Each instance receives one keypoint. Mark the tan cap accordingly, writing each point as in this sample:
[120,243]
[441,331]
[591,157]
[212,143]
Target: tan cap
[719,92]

++++++++

TASK TO COMPLETE
Recast all of the material above as a numbered list, one line per item, skipping any blank lines.

EXERCISE SOLUTION
1. Each instance receives one keypoint. Mark the tan cap accordingly, writing each point as in this sample:
2. [120,243]
3. [441,331]
4. [591,157]
5. [212,143]
6. Target: tan cap
7. [719,92]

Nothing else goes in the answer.